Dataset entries

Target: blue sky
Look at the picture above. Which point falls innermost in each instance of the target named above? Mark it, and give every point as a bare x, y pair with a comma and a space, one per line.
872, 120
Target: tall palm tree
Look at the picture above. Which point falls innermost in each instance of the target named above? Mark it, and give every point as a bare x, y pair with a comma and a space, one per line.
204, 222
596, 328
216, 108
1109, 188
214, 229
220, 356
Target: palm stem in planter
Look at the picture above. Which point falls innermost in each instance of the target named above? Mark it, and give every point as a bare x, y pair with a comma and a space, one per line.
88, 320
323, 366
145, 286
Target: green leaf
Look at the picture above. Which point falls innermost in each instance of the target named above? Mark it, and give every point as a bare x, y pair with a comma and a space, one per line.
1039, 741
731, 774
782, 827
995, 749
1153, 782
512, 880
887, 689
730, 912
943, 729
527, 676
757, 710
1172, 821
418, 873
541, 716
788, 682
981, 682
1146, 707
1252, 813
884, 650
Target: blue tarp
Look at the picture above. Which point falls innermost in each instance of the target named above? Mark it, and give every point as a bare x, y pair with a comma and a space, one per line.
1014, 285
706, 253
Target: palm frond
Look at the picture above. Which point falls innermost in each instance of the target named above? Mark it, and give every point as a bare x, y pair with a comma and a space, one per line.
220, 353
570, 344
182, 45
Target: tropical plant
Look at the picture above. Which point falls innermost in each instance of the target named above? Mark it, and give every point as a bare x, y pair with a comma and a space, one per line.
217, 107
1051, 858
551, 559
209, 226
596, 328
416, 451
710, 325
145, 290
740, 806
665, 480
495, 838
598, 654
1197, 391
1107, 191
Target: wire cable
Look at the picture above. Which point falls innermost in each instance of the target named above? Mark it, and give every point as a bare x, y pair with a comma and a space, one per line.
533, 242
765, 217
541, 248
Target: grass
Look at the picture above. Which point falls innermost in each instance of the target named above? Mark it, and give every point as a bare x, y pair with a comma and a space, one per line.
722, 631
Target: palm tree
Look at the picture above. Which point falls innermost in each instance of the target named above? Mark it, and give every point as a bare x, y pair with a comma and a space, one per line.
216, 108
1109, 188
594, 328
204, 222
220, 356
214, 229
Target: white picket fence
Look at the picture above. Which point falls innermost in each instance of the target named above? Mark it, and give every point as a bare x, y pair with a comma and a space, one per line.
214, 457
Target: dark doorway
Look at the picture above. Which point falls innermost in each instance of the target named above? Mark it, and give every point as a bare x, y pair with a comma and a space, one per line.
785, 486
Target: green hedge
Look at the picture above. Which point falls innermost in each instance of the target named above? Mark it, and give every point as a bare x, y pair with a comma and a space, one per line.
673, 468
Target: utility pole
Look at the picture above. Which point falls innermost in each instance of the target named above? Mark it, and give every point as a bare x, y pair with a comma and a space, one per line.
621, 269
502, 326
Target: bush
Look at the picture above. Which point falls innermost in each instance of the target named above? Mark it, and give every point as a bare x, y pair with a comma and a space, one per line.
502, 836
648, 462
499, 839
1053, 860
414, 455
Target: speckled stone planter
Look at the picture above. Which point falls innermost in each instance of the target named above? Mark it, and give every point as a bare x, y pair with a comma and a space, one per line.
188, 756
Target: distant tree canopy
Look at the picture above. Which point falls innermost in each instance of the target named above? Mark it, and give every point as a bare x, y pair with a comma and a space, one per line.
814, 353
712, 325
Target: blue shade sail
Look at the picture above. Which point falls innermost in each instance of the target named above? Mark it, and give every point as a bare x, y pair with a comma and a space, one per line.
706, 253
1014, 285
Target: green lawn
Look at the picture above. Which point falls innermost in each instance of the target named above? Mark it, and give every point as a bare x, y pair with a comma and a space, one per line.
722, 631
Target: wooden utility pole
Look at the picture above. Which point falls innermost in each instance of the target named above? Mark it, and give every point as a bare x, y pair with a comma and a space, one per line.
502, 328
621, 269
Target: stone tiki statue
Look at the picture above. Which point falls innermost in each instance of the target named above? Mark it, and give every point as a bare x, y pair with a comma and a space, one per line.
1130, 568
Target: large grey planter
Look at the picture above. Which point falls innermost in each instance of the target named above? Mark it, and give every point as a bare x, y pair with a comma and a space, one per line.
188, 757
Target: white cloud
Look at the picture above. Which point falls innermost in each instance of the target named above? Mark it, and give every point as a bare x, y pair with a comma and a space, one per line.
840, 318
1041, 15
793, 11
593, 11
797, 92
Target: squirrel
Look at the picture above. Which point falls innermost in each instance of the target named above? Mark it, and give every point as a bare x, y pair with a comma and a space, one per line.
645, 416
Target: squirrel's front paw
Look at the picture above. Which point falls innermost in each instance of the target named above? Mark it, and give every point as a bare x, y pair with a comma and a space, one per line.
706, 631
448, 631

### TASK REQUIREMENTS
Quote each line of the data above exactly as written.

### FINAL ANSWER
Target: blue sky
Look at the picture above. Which point falls innermost in each instance of the target named above? Mark it, and give every point as a bare x, y pair with a comma and a space, one per line.
872, 120
Target: tall palm tree
Look at the picture above. Which point falls innermost in each instance of the target named above? Mark it, and give every point as a bare x, y pair with a comma and a space, one per line.
204, 222
596, 328
216, 108
1109, 188
214, 229
220, 356
Target: palm stem in planter
Look at the picture above. Which point falls innermost in each instance of the target named above? Mark it, and give every point as a bare x, y pair with a comma and a space, one per line.
88, 320
323, 366
145, 286
Target: green leaf
Look at the picture above. Which point falls innermost in each instance of the target named above? Mark it, and give every point as a bare x, y pair with a comma and a space, one per line.
1039, 741
731, 774
782, 827
995, 749
1153, 782
512, 880
887, 689
730, 912
943, 729
527, 676
757, 710
1172, 821
418, 873
541, 716
788, 682
981, 682
1146, 707
1252, 813
884, 650
Target: blue tarp
Look at the picture above. Which point falls innermost in each instance of the target named above? Mark it, and give every point as a bare x, y pair with a comma and a space, one per line.
1014, 285
706, 253
Target: palm frond
Look at the picture above. Which point falls innermost in each instance of the target named above? Mark it, and give every point as a bare x, y pair with a comma and a space, one per line.
220, 353
570, 344
182, 45
Target: tropical plant
Look at the picture above. Which point falls innermost in each instance of the target named above? Mark it, and give every point as a bare x, y pair with a comma and a space, one per line.
217, 107
1051, 858
551, 559
209, 226
596, 328
416, 451
710, 325
145, 290
740, 806
665, 480
495, 838
598, 654
1197, 391
1107, 191
Target: wire cable
Look at the picture above. Which point falls innermost in each instance of the target named above? Mark it, and give every point as a bare x, y pair with a comma and a space, one per line.
533, 242
765, 217
541, 248
Target: grass
Look at the picture above. Which point falls innermost in each instance of the target named above? Mark it, and give every point as a bare x, y pair with a comma and a space, one per line.
722, 631
Target: palm tree
Look at the picture above. Which point falls innermost in each instance of the target named above? Mark it, and give every point as a bare x, y pair with a comma and a space, one per line.
216, 108
1109, 188
594, 328
204, 222
220, 356
214, 229
Target: white picket fence
Look at the picture above. Which point falls innermost in each instance of the target named above? Mark it, and give every point as a bare x, y pair with a comma and a space, one per line.
214, 457
Target: dark doorway
Look at the picture above. Which point falls innermost in each instance of the target named above? Mark it, and give every point as a bare x, y pair with a comma and a space, one per line.
785, 486
Target: green hedge
Look at the picture above. Which point falls innermost in each instance of the target named above? Mark it, and give every point as a bare x, y pair with a comma and a space, one per line.
673, 468
Target: utility pole
Look at the picture above. Which point falls innermost in each instance of the target named above? Mark it, and give every point as a bare x, y pair with a comma and a space, one per line.
621, 269
502, 326
Target: bush
Look at the picture above. Which point falls innermost in each instance of the target named above? Mark it, and give every point as a bare x, y pair with a comma and a space, one per line.
502, 836
648, 462
499, 839
1053, 860
414, 455
Target: speckled stone planter
Look at the picture above. Which point falls innermost in each instance of the target named above? Mark it, and give every point as a bare x, y pair with a comma and a space, one per line.
188, 756
Target: distant tree canopy
Look at the picture above. Which point falls innermost in each instance of the target named above? Mark it, and give every point as a bare x, y pair with a comma and a space, one per line.
814, 353
712, 325
Target: blue shade sail
Look at the picture above. Which point falls innermost in each instance of the target named above? Mark it, and give every point as a bare x, y pair with a comma and a space, one per line.
706, 253
1014, 285
Target: green lawn
Look at the picture above. Which point falls innermost in each instance of the target named above? Mark it, and give every point as a bare x, y pair with a comma and a space, one per line.
722, 631
Target: wooden utility pole
Look at the picture above. Which point falls innermost in each instance of the target named above? Mark it, and give every point as a bare x, y pair with a comma and a space, one per line.
502, 328
621, 269
Target: stone tiki statue
Look at the picture above. Which point falls innermost in each instance of the target named above? Mark it, and give every point as a bare x, y pair with a comma and a space, one per line.
1130, 568
Target: large grey planter
Look at the picture above. Which point falls innermost in each instance of the target named above? Mark it, and give every point as a bare x, y pair with a comma and a space, one per line.
188, 757
Target: white cloud
Look at the picture above. Which point falls innermost in each instance of the target named above? Mark it, and give every point as a bare x, y pair with a comma and a space, one per line.
840, 318
1041, 15
793, 11
593, 11
797, 92
Target: squirrel
Look at the picture above. Which point falls innermost in each instance of the target named above? Mark it, and give every point as a bare x, y pair with a comma and a space, one per line.
645, 416
Target: squirrel's front paw
Look at the picture above. Which point falls innermost in each instance of the target named above? Mark it, and give every point as a bare x, y pair with a comma and a space, one per line.
706, 631
448, 631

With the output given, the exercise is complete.